▶ **EXERCISE DIRECTIONS**:
Reproduce every line of the listing below word for word, changing nothing.
========================
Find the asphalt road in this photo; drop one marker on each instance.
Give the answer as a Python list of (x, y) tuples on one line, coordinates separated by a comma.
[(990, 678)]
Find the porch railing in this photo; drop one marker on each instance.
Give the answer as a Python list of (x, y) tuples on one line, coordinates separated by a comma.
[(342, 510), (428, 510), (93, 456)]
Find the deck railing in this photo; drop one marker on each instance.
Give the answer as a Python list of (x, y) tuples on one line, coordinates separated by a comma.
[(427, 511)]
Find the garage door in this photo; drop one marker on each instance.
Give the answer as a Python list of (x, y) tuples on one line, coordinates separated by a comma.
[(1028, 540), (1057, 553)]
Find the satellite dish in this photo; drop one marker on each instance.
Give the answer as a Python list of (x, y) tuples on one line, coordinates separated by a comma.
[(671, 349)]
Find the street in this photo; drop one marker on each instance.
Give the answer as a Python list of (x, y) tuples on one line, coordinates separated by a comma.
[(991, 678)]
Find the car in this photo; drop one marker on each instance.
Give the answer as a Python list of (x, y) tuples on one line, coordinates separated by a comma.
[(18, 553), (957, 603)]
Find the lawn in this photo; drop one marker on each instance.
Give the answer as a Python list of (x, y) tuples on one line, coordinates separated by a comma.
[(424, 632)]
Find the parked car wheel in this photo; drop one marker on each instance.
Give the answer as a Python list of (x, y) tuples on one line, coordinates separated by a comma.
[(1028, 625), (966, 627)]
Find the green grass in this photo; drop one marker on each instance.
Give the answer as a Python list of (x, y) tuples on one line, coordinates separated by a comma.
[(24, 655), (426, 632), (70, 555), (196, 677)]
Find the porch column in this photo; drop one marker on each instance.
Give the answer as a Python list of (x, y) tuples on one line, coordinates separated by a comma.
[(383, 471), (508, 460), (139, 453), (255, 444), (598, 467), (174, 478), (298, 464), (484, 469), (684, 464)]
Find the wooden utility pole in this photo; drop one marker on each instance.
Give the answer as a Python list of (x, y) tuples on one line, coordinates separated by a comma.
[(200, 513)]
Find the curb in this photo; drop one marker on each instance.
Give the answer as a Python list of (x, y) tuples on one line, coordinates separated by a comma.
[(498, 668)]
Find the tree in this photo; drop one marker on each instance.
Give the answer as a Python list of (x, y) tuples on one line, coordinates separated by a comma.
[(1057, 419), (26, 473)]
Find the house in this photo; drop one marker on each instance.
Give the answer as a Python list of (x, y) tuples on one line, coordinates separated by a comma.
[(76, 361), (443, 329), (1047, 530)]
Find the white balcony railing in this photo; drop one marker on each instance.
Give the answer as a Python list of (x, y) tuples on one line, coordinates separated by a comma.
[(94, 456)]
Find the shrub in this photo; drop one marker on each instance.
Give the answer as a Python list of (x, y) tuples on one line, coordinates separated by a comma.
========================
▶ **RESPONSE**:
Find the asphalt road in this photo; drop one marker on each instance.
Give the answer as a Python list of (x, y) tuples on one line, coordinates separated by a comma.
[(990, 678)]
Find the porch railing in this photo; drop one marker on each instance.
Give the answer as a Python list of (x, y) tuples on one line, coordinates separated by a comma.
[(342, 510), (428, 510), (93, 456)]
Find the deck railing in this photo; drop one marker on each instance.
Give the answer as a Python list of (x, y) tuples on one line, coordinates separated by a comma.
[(427, 511)]
Find the garage door in this photo; drop one marker on each instance.
Give the answer as a Python list of (x, y) tuples on one line, coordinates separated by a comma.
[(1028, 540), (1057, 553)]
Find the satellite dish in this photo; drop one marker on each instance.
Give the answer as a Python list of (x, y) tuples on one line, coordinates separated by a comma.
[(671, 349)]
Find the street in this photo; drop one marker on each instance.
Give the answer as a Python list of (x, y) tuples on one line, coordinates separated by a comma.
[(991, 678)]
Find the car in this photo; drop one marker on each instance.
Give the answer as a Python list of (x, y) tuples on one line, coordinates separated by a comma.
[(18, 553), (957, 603)]
Find the lawn in this photo; drop one marker on each instance.
Give the answer as a Python list of (x, y) tuples on one line, coordinates separated by a comma.
[(424, 632)]
Find the parked car wheel in this photo; drop one marker on each instance.
Give the answer as a Python list of (x, y) tuples on one line, coordinates separated by a comma.
[(1028, 625), (966, 627)]
Find the green grass in this photo; drop one marker on each instance.
Give the answer as a Python list of (x, y) tuples on one line, coordinates separated by a comma.
[(24, 655), (426, 632), (70, 555), (196, 677)]
Find the porch column in this photo; drop one marker on each instance.
Give the answer as a Python list of (x, y) tuples on one line, coordinates separated by a comma.
[(383, 471), (508, 460), (139, 453), (255, 444), (598, 467), (174, 478), (298, 464), (484, 469), (684, 464)]
Find the wooden utility pole in this photo; drop one marker on each instance.
Give the answer as a Python list of (x, y) tuples on one line, coordinates separated by a comma.
[(200, 513)]
Find the curb in this photo; drop one marker on each instance.
Give the answer as a Python list of (x, y) tuples on one line, coordinates separated by a comma.
[(498, 668)]
Find the tree in this photo; drop one marker on each instance.
Give the answer as a Python list of (x, y) tuples on one line, coordinates separated by a comma.
[(1057, 419), (26, 473)]
Find the house in this photo; drop one marker on each instance.
Give the answer as a Python list of (x, y) tuples on one line, coordinates separated by a comma.
[(76, 361), (443, 329), (1047, 530)]
Find the white balcony railing in this photo; drop one marker on each instance.
Give the answer as a Python list of (x, y) tuples on one line, coordinates separated by a comma.
[(94, 456)]
Find the shrub in this photo; drop one marker on each instance.
Give the answer as a Python list of (x, y) tuples on one line, coordinates separated by a comma.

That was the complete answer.